* start Task input *
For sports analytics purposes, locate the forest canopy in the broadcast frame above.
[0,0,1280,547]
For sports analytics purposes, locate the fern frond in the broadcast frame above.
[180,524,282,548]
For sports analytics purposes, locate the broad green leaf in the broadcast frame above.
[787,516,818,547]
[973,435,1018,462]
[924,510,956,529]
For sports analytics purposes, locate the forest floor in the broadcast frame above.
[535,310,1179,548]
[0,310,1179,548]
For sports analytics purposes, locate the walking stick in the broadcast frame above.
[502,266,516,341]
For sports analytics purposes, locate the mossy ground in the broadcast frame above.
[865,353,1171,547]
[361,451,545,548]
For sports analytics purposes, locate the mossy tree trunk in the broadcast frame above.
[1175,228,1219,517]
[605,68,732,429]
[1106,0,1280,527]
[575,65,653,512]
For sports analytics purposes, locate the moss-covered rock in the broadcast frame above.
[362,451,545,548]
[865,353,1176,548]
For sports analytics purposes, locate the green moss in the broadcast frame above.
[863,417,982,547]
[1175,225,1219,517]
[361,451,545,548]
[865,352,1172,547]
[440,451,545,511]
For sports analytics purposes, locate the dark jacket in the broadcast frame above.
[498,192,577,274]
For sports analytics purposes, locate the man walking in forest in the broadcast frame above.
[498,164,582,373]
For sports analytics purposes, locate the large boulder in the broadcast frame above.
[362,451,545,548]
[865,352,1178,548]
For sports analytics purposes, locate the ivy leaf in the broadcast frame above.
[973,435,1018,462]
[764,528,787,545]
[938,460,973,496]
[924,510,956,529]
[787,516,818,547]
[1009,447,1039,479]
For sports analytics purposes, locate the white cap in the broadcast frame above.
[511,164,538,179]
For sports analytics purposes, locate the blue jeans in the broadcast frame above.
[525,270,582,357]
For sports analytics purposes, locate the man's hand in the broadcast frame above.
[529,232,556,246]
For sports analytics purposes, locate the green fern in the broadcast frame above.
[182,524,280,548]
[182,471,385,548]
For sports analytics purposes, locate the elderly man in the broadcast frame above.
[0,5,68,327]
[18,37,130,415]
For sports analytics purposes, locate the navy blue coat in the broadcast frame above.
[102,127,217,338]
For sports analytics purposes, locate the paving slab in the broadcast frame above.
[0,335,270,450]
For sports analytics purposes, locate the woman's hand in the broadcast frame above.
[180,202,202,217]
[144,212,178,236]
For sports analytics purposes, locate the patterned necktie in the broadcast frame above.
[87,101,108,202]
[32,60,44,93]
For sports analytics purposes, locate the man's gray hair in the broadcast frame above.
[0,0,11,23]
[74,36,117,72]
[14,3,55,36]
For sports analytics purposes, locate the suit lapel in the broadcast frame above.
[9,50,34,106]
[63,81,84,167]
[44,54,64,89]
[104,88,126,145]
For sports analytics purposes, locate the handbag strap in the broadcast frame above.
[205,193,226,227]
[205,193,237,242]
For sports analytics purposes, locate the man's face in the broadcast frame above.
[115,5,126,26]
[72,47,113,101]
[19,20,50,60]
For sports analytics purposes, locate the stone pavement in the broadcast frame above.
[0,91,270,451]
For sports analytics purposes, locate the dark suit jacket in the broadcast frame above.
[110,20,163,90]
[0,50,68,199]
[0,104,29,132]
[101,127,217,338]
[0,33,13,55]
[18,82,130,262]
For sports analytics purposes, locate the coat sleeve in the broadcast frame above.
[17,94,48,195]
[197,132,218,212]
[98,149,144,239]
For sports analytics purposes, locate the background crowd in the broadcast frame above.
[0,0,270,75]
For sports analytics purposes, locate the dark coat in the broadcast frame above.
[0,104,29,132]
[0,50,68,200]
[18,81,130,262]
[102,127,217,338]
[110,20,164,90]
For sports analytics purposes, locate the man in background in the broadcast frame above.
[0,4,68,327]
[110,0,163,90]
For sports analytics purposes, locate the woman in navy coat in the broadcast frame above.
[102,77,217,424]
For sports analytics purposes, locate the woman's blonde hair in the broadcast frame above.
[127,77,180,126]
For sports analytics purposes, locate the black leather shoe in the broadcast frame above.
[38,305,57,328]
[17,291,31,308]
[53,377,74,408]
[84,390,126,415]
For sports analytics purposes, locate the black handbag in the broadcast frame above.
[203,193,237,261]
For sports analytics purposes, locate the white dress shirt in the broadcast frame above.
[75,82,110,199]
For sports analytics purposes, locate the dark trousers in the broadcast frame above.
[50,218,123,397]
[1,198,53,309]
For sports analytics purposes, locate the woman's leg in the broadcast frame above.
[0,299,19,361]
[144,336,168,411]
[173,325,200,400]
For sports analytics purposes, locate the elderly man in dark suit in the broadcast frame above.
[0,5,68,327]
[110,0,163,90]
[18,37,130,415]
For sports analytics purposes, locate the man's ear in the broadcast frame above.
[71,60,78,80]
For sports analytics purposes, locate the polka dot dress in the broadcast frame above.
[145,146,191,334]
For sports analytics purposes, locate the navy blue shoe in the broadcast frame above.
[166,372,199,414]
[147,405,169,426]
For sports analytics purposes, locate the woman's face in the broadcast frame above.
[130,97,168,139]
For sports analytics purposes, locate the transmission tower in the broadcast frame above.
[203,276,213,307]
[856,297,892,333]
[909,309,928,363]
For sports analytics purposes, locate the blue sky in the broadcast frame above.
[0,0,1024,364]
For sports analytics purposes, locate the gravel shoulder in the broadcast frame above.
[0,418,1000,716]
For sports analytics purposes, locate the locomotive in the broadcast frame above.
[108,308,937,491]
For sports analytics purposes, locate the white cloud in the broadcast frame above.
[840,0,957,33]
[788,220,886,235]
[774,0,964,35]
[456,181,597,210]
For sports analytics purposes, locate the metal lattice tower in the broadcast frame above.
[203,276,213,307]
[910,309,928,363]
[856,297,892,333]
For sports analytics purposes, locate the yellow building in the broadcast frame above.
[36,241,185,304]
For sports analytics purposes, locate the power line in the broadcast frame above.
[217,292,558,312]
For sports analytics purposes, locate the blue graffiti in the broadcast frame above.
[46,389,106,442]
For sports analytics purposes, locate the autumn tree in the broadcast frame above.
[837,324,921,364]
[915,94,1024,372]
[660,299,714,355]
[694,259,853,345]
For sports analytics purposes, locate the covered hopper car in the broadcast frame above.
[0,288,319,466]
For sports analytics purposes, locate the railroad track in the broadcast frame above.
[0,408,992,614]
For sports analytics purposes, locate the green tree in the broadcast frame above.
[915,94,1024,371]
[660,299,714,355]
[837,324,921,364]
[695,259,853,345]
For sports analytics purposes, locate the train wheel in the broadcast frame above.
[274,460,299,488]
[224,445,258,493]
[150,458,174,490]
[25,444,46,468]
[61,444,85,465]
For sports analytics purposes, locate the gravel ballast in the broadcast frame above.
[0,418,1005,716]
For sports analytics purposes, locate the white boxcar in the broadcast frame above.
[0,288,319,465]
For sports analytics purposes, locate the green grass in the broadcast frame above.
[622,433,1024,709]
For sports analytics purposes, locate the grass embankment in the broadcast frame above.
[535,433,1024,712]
* end Task input *
Problem description.
Edit the listing so that every "sports analytics" reads "match review", and leave everything else untouched.

Result of the task.
For match review purposes, locate the forest canopy in the broadcast frame above.
[0,0,1280,547]
For match review purposes, locate the fern frond in the broadcast frame above.
[180,524,282,548]
For match review purposes, locate the broad green leaf in the broadcast frame above.
[787,516,818,547]
[973,435,1018,462]
[924,510,956,529]
For match review purposes, locate the forest floor in the broadcast frame above.
[535,310,1179,548]
[0,310,1179,548]
For match review purposes, locate the walking stick in the broadcast frame above.
[502,266,516,341]
For match review purposes, locate the mossy ground in the broadcast frame above.
[865,353,1171,547]
[361,451,545,548]
For match review purposes, locate the mossy tree trunk in the broadcast frame above.
[1175,228,1219,517]
[605,68,732,429]
[1106,0,1280,527]
[575,65,653,512]
For match review purposes, locate the moss-covered rock in the broadcast frame above.
[362,451,545,548]
[865,353,1176,548]
For match review purposes, locate the green moss in the broadcast frame above.
[863,417,982,547]
[1175,225,1219,517]
[361,451,545,548]
[865,352,1172,547]
[440,451,545,511]
For match review purposes, locate the dark jacket in the broadcast frame above.
[498,192,577,274]
For match review purposes, locate the man walking in forest in the broadcast frame above.
[498,164,582,373]
For match review purposes, locate the large boulder in the broadcast frame above.
[362,451,545,548]
[865,352,1178,548]
For match review purposes, locate the ivy leaf in the broadcast frame above.
[973,435,1018,462]
[764,528,787,545]
[938,460,973,496]
[924,510,956,529]
[787,516,818,547]
[1009,447,1039,479]
For match review purposes, locate the white cap in the broadcast frame above.
[511,164,538,179]
For match review purposes, locate the blue jeans in the broadcast frame above.
[525,270,582,357]
For match review purposes, locate the man's hand in the broadcast frame above.
[529,232,556,246]
For match review purposes, locate the green fern in the broadcast frame above.
[182,524,280,548]
[182,471,385,548]
For match review purposes, locate the elderly man in the broadcast frame above.
[0,5,68,327]
[18,37,130,415]
For match review purposes, locate the navy blue coat in the broadcast frame above.
[102,127,217,338]
For match review purposes, locate the paving slab in the broadcast frame above.
[0,335,270,450]
For match review purposes, locate the woman's hand in the broadcast frame above.
[180,202,202,217]
[144,212,178,236]
For match review purposes, locate the patterned necktie in the broadcast frame above.
[87,101,108,202]
[32,60,44,93]
For match review purposes, locate the man's gray hair in the broadcast frame above.
[0,0,11,23]
[74,36,117,72]
[14,3,55,36]
For match review purposes, locate the suit lapel in the broadcast frame above.
[9,50,34,106]
[63,81,84,167]
[44,54,64,89]
[104,88,126,145]
For match review purposes, locate the handbag strap in the broadcast frame above.
[205,193,226,227]
[205,193,237,242]
For match review purposes, locate the man's face in the broadcast frame above.
[115,5,126,26]
[72,47,113,101]
[19,20,50,60]
For match review purposes, locate the stone pavement in the broadcast frame above.
[0,91,270,451]
For match review purposes, locate the dark suit jacket in the broadcast frame above.
[110,20,163,90]
[0,50,68,199]
[0,104,29,132]
[101,127,217,338]
[0,33,13,55]
[18,82,130,262]
For match review purposes, locate the coat sleeve in the broadcast frame above.
[17,94,48,195]
[197,132,218,212]
[98,149,144,239]
For match review purposes, locate the background crowd in the broadcast frame above.
[0,0,270,75]
For match review purposes, locate the dark coat in the broadcast frame above.
[0,104,29,132]
[0,50,68,200]
[18,81,130,262]
[102,127,217,338]
[110,20,164,90]
For match review purposes, locate the man in background in the broadcast frame above.
[0,4,68,327]
[110,0,163,90]
For match review purposes, locate the woman in navy coat in the broadcast frame above.
[102,77,217,424]
For match review purposes, locate the woman's blonde hair in the broadcast frame above.
[127,77,180,126]
For match review purposes, locate the black leather shoe in the broadcast frame above.
[38,305,57,328]
[17,291,31,308]
[53,377,74,408]
[84,390,126,415]
For match review purposes, locate the black handbag in the broadcast frame above.
[203,193,237,261]
For match review purposes, locate the white dress shirt in the broadcast frame above.
[75,82,110,199]
For match review purposes, locate the dark trousers in the broadcast frame above.
[50,218,123,397]
[1,198,53,309]
For match review purposes, locate the woman's leg in the broadcast frame above.
[0,299,19,361]
[144,336,168,411]
[173,325,200,400]
For match review purposes, locate the elderly man in dark suit in the broadcast frame above.
[0,5,68,327]
[110,0,163,90]
[18,37,130,415]
For match review purposes, locate the man's ear in the broadcast frame above.
[71,60,78,80]
For match review purposes, locate the polka dot dress in the broadcast frame above.
[145,146,191,334]
For match review purposes, locate the navy blue shoe in the broadcast frame above.
[166,372,199,414]
[147,405,169,426]
For match review purposes, locate the woman's face in the broadcast frame above.
[130,97,168,139]
For match review purposes, locate the transmission tower in the broadcast frame above.
[203,276,213,307]
[856,297,892,333]
[909,309,928,363]
For match review purposes, locate the blue sky in the broadcast frame above.
[0,0,1024,364]
For match review purposes, locate the gravel shoulder in the broadcast frame above.
[0,418,1000,716]
For match review purposes, locate the locomotive in the broadcast frame above.
[108,308,937,491]
For match review purposes, locate the white cloud in the broadcast frame above.
[840,0,957,33]
[788,220,886,235]
[774,0,964,35]
[456,181,597,210]
For match review purposes, locate the metal lattice tower in the broadcast frame above.
[203,276,213,307]
[910,309,928,363]
[856,297,892,333]
For match review purposes, locate the yellow building in the broadcast frame above.
[36,241,185,304]
For match review purposes, locate the power line in the broadcast frame above.
[217,292,558,312]
For match review purposes, locate the blue graffiti in the broadcast frame above.
[46,389,106,442]
For match review purposes, locate the autumn tree in the broadcast frame above.
[837,324,921,364]
[915,94,1024,372]
[660,299,714,355]
[694,259,853,345]
For match review purposes, locate the covered hopper car in the broadcast frame above.
[0,288,319,466]
For match review purposes, locate the railroad track in the broadcast frame above.
[0,408,992,614]
For match review purposes, locate the green tree in the broadcast frame above.
[915,94,1024,371]
[660,299,714,355]
[837,324,921,364]
[695,259,853,345]
For match review purposes, locate the train wheel in the broadcast frame above.
[274,460,299,488]
[224,445,258,493]
[150,458,174,490]
[25,444,46,468]
[61,444,85,465]
For match review purposes, locate the gravel ballast in the broadcast frame above.
[0,418,1005,716]
For match review purposes, locate the white boxcar in the broadcast frame above.
[0,288,319,465]
For match review purposes, locate the green grass in the broadcast frame above.
[622,433,1024,709]
For match review purposes, locate the grass embankment in the broadcast frame above.
[535,433,1024,712]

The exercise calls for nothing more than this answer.